Title - 'Memory'
Artist - Hélène Grimaud
For those not in the classical know, Hélène Grimaud is a French classical pianist and the founder of the Wolf Conservation Center in South Salem, New York.
Hélène Grimaud was born in Aix-en-Provence, France. She described family nationalities in a New York Times interview with John Rockwell: "My father came from a background of Sephardic Jews in Africa, and my mother's ancestors were Jewish Berbers from Corsica."
She has stated that, as a child, she was often "agitated," that was, until she discovered the piano at age nine. In 1982, she entered the Conservatoire de Paris, where she studied with Jacques Rouvier.
In 1985, she won 1st Prize at the Conservatory and the Grand Prix du Disque of the Académie Charles Cros for her recording of the Rachmaninoff Piano Sonata No. 2.
She experiences synesthesia, where one physical sense adds to another, in her case seeing music as color, which helps her with memorizing music scores.
Hélène Grimaud’s new Deutsche Grammophon album, Memory, released this past September 21st, 2018, stirs profound emotions through the elegant simplicity of miniatures by Chopin, Debussy, Satie, Valentin Silvestrov and Nitin Sawhney.
01. Valentin Silvestrov : Bagatelle I
02. Claude Debussy : Arabesque no. 1 in E major, L.66
03. Silvestrov Valentin : Bagatelle II
04. Erik Satie : Gnossienne no. 4
05. Frédéric Chopin : Nocturne no. 19 in E minor, Op. 72 no. 1
06. Erik Satie : Gnossienne no. 1
07. Erik Satie : Gymnopédie no. 1
08. Erik Satie : Danses de travers I - En y regardant à deux fois (Pièces froides)
09. Claude Debussy : La plus que lente, L.121
10. Frédéric Chopin : Mazurka in A minor, Op 17 no. 4
11. Frédéric Chopin : Waltz no. 3 in A minor, Op. 34 no. 2
12. Claude Debussy : Clair de lune (Suite bergamasque)
13. Claude Debussy : Rêverie, L.68
14. Erik Satie : Danses de travers II - Passer (Pièces froides)
15. Nitin Sawhney : Breathing Light [piano solo]
Music has been described as a means of rescuing that which is lost – a simple yet persuasive idea and one which informs Hélène Grimaud’s working definition of the art form.

**AIM OF THE TASK**
Can you rewrite the Hélène Grimaud piece between "09. Claude Debussy" and "lune (Suite bergamasque)", inclusive, with "Claude Debussy" changed to "C. Debussy"?

Saved entries:
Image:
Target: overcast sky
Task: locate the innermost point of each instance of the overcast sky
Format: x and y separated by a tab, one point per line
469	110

---

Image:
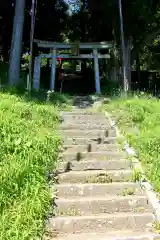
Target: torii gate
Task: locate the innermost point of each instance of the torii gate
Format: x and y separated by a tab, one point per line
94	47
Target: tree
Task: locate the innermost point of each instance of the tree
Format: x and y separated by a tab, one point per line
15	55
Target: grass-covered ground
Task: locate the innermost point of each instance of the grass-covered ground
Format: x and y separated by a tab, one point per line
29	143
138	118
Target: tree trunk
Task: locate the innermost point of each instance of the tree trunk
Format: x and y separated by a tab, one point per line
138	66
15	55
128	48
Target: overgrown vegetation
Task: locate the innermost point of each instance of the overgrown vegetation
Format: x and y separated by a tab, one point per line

* * *

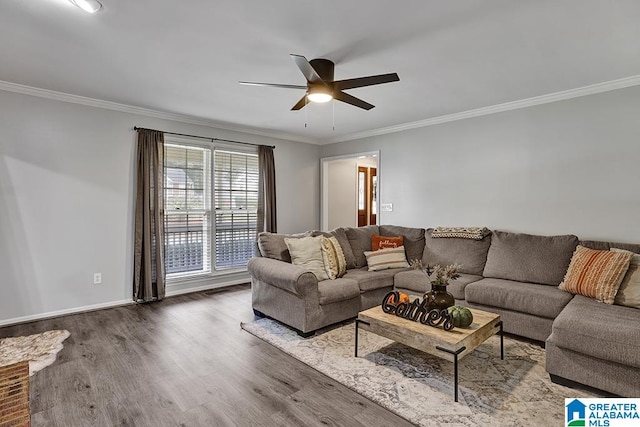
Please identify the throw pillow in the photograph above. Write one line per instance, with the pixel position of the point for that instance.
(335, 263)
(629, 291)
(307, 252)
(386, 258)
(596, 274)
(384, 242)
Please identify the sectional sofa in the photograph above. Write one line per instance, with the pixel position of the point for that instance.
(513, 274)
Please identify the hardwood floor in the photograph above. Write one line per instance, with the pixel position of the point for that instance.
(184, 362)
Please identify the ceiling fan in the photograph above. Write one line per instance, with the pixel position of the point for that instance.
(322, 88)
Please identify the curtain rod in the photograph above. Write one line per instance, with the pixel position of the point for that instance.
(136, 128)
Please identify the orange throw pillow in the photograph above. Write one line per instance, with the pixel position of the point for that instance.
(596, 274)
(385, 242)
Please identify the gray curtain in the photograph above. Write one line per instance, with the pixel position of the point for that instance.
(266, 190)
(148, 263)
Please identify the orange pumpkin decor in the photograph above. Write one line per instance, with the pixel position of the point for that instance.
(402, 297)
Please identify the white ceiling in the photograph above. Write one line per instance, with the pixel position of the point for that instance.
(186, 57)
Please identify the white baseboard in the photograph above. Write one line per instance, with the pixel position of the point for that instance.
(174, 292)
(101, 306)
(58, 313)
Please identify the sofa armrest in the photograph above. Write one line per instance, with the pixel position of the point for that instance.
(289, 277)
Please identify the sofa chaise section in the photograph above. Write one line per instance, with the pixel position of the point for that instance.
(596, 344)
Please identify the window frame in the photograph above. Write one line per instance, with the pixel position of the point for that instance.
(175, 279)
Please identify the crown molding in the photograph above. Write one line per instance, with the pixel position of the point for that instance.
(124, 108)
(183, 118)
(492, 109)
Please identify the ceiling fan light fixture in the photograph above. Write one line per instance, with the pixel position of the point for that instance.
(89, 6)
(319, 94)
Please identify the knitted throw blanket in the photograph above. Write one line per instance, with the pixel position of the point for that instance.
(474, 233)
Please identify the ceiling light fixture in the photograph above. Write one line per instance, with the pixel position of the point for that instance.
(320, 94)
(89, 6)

**PROBLEM SOLUTION**
09. C. Debussy : La plus que lente, L.121
10. Frédéric Chopin : Mazurka in A minor, Op 17 no. 4
11. Frédéric Chopin : Waltz no. 3 in A minor, Op. 34 no. 2
12. C. Debussy : Clair de lune (Suite bergamasque)